About this task: A complete answer lists every line of the material where the string "below" occurs.

Working data:
____

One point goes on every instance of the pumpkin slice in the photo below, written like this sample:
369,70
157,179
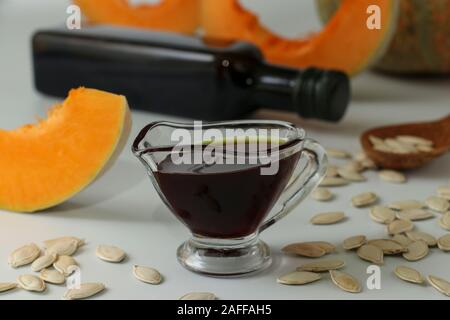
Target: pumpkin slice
345,43
44,164
170,15
421,44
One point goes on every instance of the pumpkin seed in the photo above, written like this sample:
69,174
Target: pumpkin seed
417,235
304,249
375,140
332,171
354,166
444,243
384,148
338,153
24,255
52,242
424,148
354,242
110,253
328,247
406,204
444,192
52,276
147,275
345,281
444,222
199,296
402,239
299,278
414,140
7,286
382,214
371,253
351,175
43,262
441,285
437,204
408,274
333,182
322,194
327,218
368,164
322,266
400,147
400,226
414,214
388,246
392,176
65,264
30,282
416,250
65,247
364,199
86,290
360,156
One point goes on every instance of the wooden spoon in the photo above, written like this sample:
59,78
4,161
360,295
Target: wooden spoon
436,131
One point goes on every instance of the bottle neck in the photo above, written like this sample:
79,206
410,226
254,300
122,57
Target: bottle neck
274,87
311,92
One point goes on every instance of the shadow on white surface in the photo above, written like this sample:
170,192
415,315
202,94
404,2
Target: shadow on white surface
123,177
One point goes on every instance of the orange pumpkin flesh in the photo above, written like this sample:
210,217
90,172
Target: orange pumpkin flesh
44,164
170,15
345,43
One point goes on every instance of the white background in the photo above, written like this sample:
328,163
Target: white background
123,209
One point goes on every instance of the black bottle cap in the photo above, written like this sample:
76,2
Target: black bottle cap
322,94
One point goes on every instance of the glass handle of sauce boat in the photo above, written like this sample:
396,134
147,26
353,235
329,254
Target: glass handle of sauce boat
303,182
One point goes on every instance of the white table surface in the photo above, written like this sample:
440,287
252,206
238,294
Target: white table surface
123,209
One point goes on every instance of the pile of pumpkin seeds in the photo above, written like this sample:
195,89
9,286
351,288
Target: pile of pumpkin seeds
55,263
399,217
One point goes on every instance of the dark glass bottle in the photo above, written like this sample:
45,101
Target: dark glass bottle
184,76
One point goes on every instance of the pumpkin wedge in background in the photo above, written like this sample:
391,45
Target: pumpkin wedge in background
421,44
44,164
169,15
345,43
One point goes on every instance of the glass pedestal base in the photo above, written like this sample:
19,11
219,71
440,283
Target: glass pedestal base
221,258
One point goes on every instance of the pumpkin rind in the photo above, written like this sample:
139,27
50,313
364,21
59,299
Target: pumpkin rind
43,165
168,15
345,43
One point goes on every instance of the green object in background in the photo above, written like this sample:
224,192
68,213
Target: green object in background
421,44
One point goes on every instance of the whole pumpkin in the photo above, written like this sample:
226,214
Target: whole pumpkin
421,44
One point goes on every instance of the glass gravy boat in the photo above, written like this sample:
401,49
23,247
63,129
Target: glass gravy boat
224,195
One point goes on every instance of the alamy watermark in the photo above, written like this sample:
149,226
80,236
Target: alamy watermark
227,147
73,21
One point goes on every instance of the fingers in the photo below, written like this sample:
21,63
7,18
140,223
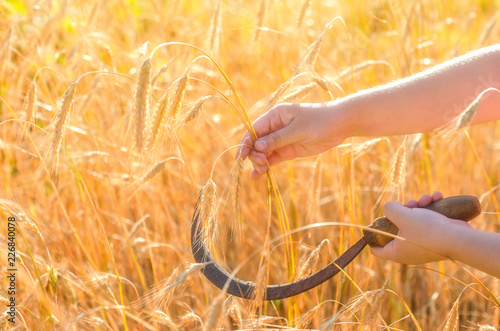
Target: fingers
424,200
245,148
396,212
437,195
411,204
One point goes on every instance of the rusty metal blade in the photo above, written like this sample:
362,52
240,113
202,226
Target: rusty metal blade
245,289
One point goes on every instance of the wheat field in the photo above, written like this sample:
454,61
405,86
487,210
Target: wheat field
114,114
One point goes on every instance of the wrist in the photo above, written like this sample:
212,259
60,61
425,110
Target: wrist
456,233
343,119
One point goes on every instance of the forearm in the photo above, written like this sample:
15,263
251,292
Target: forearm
478,249
428,100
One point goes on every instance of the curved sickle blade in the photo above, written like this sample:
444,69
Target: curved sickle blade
245,289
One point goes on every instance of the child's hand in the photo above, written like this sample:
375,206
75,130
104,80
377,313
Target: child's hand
424,227
288,131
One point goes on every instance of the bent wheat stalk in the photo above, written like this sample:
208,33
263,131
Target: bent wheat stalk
245,289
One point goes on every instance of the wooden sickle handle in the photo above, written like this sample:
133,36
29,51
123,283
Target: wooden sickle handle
460,207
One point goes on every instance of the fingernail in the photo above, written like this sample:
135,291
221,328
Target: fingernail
261,145
261,169
260,161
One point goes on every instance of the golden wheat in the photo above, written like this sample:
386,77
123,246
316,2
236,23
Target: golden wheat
29,104
260,20
140,110
302,13
215,26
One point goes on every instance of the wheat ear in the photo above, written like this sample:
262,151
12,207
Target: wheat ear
260,20
303,11
158,120
398,166
452,320
141,104
59,126
29,104
179,94
309,59
195,110
215,26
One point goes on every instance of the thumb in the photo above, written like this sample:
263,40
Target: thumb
276,140
396,213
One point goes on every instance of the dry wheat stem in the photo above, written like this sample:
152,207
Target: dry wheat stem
208,210
215,26
309,59
158,120
260,20
215,310
59,125
160,72
29,104
140,111
302,14
195,110
180,92
306,266
153,171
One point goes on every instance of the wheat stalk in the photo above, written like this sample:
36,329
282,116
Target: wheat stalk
153,171
12,208
180,92
260,20
308,263
214,29
397,166
302,14
58,126
29,104
158,120
140,109
208,210
313,205
307,62
452,320
303,320
215,311
158,75
466,116
195,110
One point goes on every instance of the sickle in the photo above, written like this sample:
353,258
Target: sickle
458,207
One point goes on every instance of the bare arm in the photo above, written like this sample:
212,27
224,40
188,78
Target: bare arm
448,238
419,103
428,100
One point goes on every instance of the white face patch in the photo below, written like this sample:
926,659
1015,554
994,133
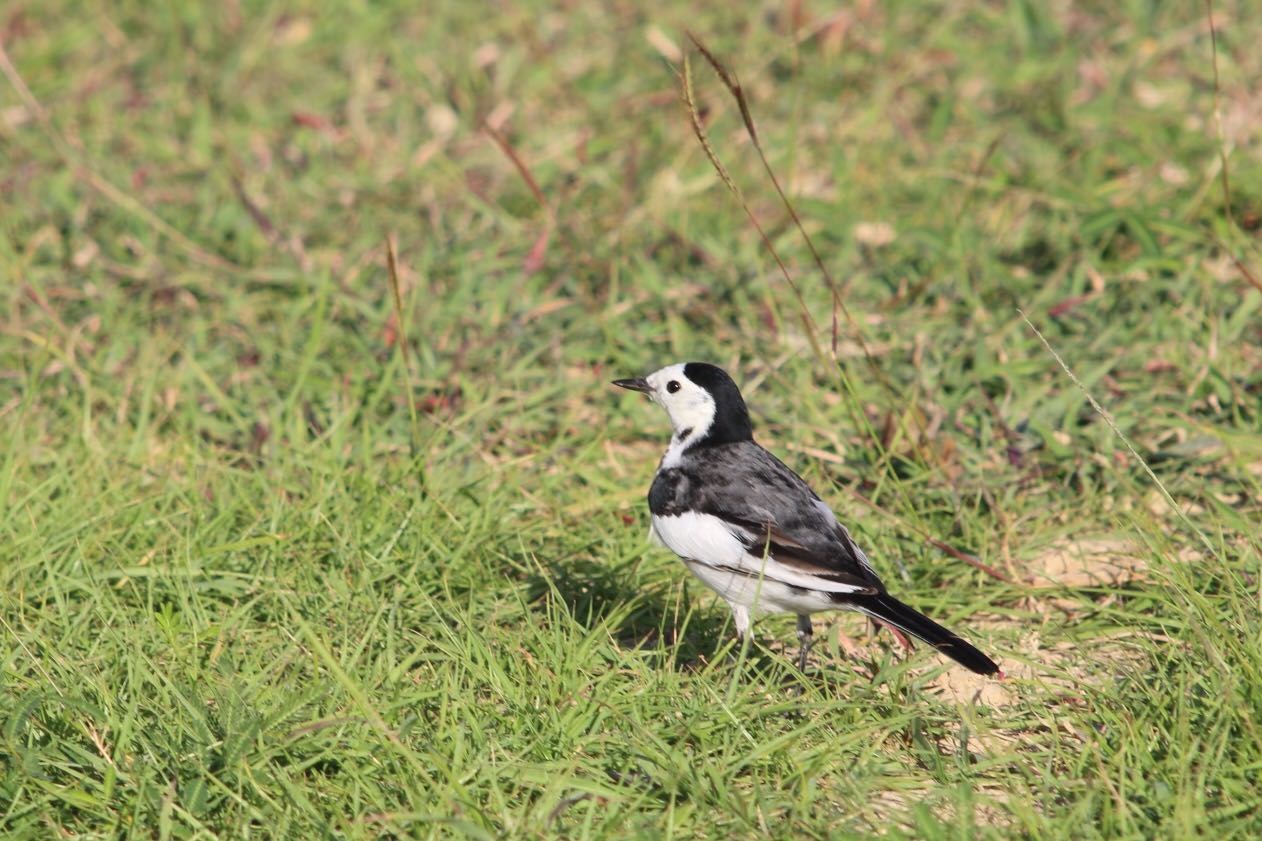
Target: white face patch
689,407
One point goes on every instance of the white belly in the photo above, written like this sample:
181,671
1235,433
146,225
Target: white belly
760,584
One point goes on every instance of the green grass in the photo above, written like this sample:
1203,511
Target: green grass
263,576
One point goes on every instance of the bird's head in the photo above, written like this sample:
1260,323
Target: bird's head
701,399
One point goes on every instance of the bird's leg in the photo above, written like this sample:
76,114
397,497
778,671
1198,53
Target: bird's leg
805,635
741,618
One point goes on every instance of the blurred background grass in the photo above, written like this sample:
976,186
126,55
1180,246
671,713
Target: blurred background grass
264,575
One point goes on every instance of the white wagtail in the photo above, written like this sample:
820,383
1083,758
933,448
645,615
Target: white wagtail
751,529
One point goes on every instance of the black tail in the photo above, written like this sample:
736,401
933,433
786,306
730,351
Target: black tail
910,620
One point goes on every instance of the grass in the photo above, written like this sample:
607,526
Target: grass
264,576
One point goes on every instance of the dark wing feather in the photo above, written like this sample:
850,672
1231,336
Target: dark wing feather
772,509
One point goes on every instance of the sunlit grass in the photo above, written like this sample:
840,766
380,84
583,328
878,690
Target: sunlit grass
261,578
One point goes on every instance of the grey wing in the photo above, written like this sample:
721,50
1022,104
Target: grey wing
781,515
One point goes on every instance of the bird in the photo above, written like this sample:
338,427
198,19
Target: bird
752,529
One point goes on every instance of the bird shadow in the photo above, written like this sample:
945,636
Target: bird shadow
596,595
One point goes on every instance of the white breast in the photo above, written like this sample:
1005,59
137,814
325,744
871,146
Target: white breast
706,543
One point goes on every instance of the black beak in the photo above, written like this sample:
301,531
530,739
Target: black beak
635,384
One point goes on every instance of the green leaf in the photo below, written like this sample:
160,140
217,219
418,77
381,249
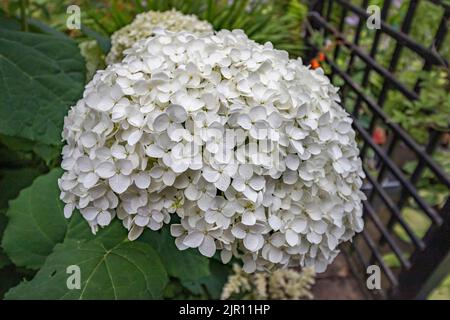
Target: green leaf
14,180
213,283
36,222
111,267
4,260
41,76
186,265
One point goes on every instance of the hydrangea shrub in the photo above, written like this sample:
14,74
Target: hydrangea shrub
143,25
241,149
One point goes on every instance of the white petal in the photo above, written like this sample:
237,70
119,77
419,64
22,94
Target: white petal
225,256
292,161
223,183
90,180
208,247
105,170
258,113
244,121
68,210
119,183
141,221
248,218
104,218
169,177
135,232
291,237
88,139
177,113
251,241
89,213
176,230
275,222
142,180
257,182
238,232
161,122
210,174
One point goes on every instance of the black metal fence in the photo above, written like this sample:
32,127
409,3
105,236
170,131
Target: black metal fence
422,260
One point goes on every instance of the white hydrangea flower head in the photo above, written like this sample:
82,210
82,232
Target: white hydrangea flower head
143,25
247,150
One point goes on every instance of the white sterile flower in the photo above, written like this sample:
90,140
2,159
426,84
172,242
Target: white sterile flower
250,151
143,27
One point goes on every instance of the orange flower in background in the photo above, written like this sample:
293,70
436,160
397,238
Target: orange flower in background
321,57
379,136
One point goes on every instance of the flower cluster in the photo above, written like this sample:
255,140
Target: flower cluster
143,25
251,150
282,284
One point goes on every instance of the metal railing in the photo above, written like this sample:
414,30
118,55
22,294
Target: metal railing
424,260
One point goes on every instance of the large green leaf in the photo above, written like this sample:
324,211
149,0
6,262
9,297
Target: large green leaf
36,222
41,76
186,265
111,267
14,180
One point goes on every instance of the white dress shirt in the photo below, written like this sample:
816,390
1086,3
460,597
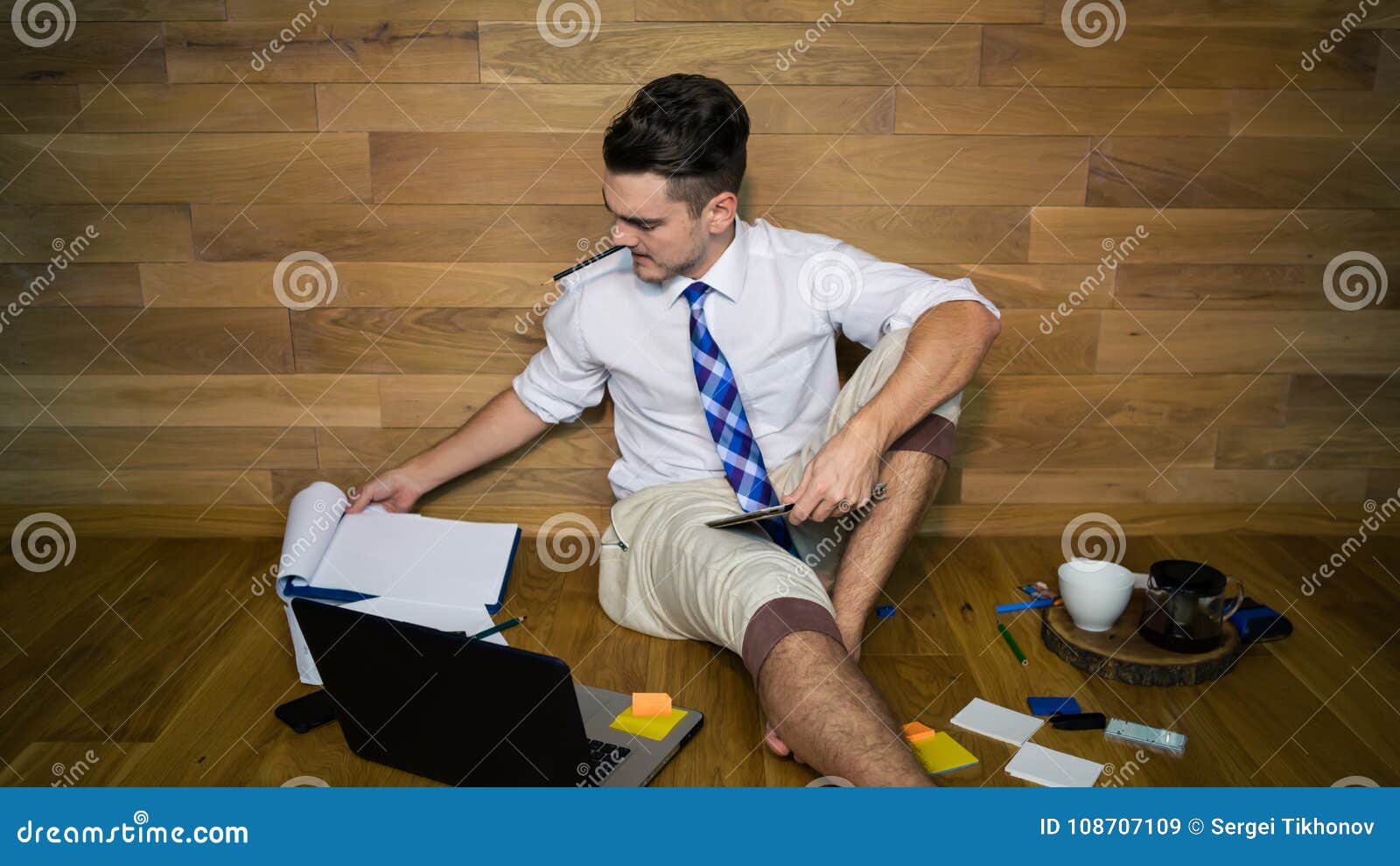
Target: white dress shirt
779,300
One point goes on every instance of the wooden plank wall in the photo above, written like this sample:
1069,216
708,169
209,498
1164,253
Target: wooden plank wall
444,158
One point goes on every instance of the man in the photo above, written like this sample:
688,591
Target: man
714,339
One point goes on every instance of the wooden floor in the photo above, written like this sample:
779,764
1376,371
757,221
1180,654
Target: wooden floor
154,662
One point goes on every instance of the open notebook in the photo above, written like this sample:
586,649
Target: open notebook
443,574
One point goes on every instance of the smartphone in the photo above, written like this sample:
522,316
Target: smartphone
749,515
308,711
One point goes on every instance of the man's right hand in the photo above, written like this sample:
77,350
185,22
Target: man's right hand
396,490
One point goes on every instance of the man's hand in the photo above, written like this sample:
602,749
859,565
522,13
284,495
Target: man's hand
396,490
844,471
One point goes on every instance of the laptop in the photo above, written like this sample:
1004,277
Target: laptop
469,712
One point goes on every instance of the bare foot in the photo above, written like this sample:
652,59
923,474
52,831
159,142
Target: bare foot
774,744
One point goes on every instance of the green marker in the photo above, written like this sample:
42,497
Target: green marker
1012,642
496,628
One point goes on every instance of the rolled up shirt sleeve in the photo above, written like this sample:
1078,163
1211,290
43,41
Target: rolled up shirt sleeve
886,296
562,380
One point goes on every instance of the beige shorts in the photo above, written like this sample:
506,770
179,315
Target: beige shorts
678,578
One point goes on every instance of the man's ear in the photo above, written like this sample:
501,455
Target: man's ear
721,213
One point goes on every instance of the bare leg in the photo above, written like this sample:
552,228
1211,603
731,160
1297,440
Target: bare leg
878,541
830,716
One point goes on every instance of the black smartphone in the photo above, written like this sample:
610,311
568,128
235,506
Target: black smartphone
308,711
751,516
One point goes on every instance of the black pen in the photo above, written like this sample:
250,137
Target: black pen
584,263
496,628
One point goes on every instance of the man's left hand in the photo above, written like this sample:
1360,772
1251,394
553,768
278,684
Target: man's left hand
837,478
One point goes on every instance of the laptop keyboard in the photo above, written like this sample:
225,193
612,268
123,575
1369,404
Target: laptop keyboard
602,760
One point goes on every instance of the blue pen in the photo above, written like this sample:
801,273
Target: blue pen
1026,604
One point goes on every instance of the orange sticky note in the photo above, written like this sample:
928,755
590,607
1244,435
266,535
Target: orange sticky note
650,704
917,730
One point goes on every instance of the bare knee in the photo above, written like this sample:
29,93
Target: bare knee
802,651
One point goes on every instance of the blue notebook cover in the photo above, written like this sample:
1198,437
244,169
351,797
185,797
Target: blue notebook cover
1047,707
326,593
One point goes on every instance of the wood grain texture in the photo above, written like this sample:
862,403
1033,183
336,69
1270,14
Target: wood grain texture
206,108
1243,172
1248,342
553,108
150,10
28,108
200,167
808,11
739,53
98,53
150,342
1180,485
445,160
177,448
164,698
392,284
473,233
235,401
1061,111
322,51
130,233
1185,56
487,168
83,284
1213,235
459,10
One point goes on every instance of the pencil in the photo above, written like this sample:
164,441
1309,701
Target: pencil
1012,642
496,628
584,263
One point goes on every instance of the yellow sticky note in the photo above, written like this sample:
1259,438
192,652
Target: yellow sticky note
917,730
650,704
653,728
942,753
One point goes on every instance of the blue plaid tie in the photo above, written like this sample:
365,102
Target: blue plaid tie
730,427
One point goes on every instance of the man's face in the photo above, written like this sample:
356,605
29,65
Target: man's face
664,238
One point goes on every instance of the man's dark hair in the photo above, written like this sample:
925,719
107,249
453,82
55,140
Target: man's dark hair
690,129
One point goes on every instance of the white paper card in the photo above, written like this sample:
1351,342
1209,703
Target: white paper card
998,723
440,574
1054,768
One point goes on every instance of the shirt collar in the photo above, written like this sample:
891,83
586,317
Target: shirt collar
725,276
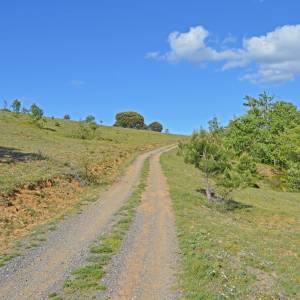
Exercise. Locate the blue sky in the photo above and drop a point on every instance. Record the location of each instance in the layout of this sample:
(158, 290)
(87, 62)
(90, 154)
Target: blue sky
(179, 62)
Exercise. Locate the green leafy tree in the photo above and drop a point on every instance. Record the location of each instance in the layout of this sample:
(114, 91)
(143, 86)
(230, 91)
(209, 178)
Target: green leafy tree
(16, 106)
(206, 152)
(155, 126)
(90, 119)
(130, 119)
(214, 126)
(36, 112)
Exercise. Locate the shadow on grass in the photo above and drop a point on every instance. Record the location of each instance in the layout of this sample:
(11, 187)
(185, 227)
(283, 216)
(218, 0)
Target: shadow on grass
(225, 204)
(13, 155)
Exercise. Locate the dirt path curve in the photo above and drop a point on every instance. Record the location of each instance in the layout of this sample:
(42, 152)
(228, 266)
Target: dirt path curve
(45, 269)
(145, 266)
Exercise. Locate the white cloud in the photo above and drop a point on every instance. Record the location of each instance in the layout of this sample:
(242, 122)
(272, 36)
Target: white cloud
(76, 82)
(275, 56)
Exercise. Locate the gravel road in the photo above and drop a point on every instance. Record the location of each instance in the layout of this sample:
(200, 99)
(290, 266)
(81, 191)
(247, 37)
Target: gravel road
(43, 270)
(145, 266)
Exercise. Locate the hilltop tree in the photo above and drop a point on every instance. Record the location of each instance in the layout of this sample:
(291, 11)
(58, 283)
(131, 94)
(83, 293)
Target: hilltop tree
(129, 119)
(36, 112)
(16, 106)
(155, 126)
(90, 119)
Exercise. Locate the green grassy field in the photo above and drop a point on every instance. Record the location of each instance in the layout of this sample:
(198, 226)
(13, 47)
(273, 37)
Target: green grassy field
(246, 251)
(45, 171)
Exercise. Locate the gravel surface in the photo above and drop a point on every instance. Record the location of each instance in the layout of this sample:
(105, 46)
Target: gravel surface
(43, 270)
(146, 265)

____

Solution to the problem:
One point goes on every instance of the pumpkin slice in the photo below, written like this sample:
One point goes on every instance of the fingers in the photo below, written like this sample:
One point goes on every instance of the white face patch in the photo below, written like this sample:
One point goes on every instance of the green leaf in the photo below, written like this sample:
One point goes on every instance of the white dress shirt in the photo below, written like this sample:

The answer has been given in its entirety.